Task data:

|---|

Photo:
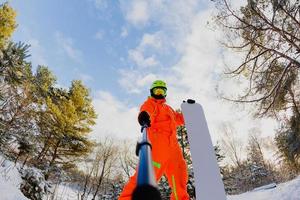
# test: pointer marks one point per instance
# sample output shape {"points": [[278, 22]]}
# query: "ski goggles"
{"points": [[160, 91]]}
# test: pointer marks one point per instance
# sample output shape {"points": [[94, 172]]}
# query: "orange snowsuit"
{"points": [[166, 153]]}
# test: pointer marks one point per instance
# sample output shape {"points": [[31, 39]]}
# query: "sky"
{"points": [[118, 48]]}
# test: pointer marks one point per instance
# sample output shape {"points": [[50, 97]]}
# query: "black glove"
{"points": [[144, 118]]}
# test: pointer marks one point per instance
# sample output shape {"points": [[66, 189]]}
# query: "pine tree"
{"points": [[7, 23]]}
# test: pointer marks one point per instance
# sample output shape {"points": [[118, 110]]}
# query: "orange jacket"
{"points": [[163, 118]]}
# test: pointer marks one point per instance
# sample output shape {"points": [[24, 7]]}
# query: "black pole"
{"points": [[146, 186]]}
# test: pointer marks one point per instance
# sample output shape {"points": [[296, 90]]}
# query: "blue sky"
{"points": [[119, 47]]}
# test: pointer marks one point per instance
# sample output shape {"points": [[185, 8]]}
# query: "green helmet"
{"points": [[158, 83]]}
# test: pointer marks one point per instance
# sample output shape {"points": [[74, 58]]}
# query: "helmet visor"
{"points": [[160, 91]]}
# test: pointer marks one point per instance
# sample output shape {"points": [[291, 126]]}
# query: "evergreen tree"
{"points": [[288, 141], [7, 23], [261, 174]]}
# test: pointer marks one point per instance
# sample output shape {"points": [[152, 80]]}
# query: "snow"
{"points": [[10, 180], [284, 191]]}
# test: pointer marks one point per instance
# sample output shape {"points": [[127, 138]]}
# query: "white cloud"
{"points": [[137, 12], [152, 40], [138, 57], [115, 118], [133, 81], [99, 35], [196, 74], [100, 4], [124, 32], [37, 52], [67, 45]]}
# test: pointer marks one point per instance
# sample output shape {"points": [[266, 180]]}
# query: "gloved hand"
{"points": [[144, 118]]}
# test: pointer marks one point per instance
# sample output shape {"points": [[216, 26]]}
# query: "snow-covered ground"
{"points": [[10, 182], [284, 191]]}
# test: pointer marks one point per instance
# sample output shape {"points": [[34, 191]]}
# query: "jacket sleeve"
{"points": [[179, 118]]}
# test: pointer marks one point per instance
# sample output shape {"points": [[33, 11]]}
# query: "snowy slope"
{"points": [[284, 191], [9, 182]]}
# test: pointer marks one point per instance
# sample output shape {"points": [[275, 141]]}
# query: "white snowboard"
{"points": [[208, 181]]}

|---|

Task goal: Reproduce each record from above exactly; pictures do not belong in the copy.

Response area:
Photo:
# test: pointer marks one point per instance
# sample output shape {"points": [[278, 22]]}
# query: "ski goggles"
{"points": [[160, 91]]}
# test: pointer marks one point per instance
# sample output shape {"points": [[94, 172]]}
# query: "orange snowsuit"
{"points": [[166, 153]]}
# test: pointer marks one point per instance
# sample output shape {"points": [[31, 39]]}
# query: "sky"
{"points": [[118, 48]]}
# test: pointer marks one point per instance
# sample output shape {"points": [[50, 97]]}
# query: "black glove"
{"points": [[144, 118]]}
# test: pointer marks one point per instance
# sample output shape {"points": [[66, 189]]}
# query: "pine tree"
{"points": [[7, 23]]}
# test: pointer marks one point per instance
# sample output shape {"points": [[118, 110]]}
# query: "orange jacket"
{"points": [[163, 118]]}
# test: pointer marks one point per instance
# sample output shape {"points": [[24, 7]]}
# query: "black pole"
{"points": [[146, 186]]}
# test: pointer marks one point per instance
# sample output shape {"points": [[296, 90]]}
# query: "blue sky"
{"points": [[119, 47]]}
# test: pointer marks one point per instance
# sample output shape {"points": [[185, 8]]}
# query: "green helmet"
{"points": [[158, 83]]}
# test: pointer marks one point per instance
# sample output shape {"points": [[74, 58]]}
# query: "helmet visor"
{"points": [[160, 91]]}
# test: pointer marks one point per instance
# sample output shape {"points": [[291, 126]]}
# query: "evergreen tree"
{"points": [[288, 141], [7, 23], [261, 174]]}
# test: pointer marks one point per instance
# sample output shape {"points": [[152, 80]]}
# query: "snow"
{"points": [[10, 180], [284, 191]]}
# test: pointer marks one point per instance
# sample output shape {"points": [[127, 138]]}
# query: "white cloud"
{"points": [[137, 12], [152, 40], [138, 57], [115, 118], [133, 81], [99, 35], [196, 74], [100, 4], [124, 32], [37, 52], [67, 45]]}
# test: pointer marks one point per instance
# sample output shape {"points": [[266, 180]]}
# query: "gloved hand"
{"points": [[144, 118]]}
# test: pointer marks one point per instance
# sample output shape {"points": [[216, 26]]}
# query: "snow-covered ground"
{"points": [[10, 182], [284, 191]]}
# test: pointer marks one point per instance
# sample output shape {"points": [[34, 191]]}
# query: "jacket sleeve"
{"points": [[179, 118]]}
# test: pointer marks one point per instance
# sample output shape {"points": [[33, 11]]}
# query: "snowy slope"
{"points": [[284, 191], [9, 182]]}
# test: pointer marks one point per instance
# sample output shape {"points": [[275, 141]]}
# query: "white snowboard"
{"points": [[208, 181]]}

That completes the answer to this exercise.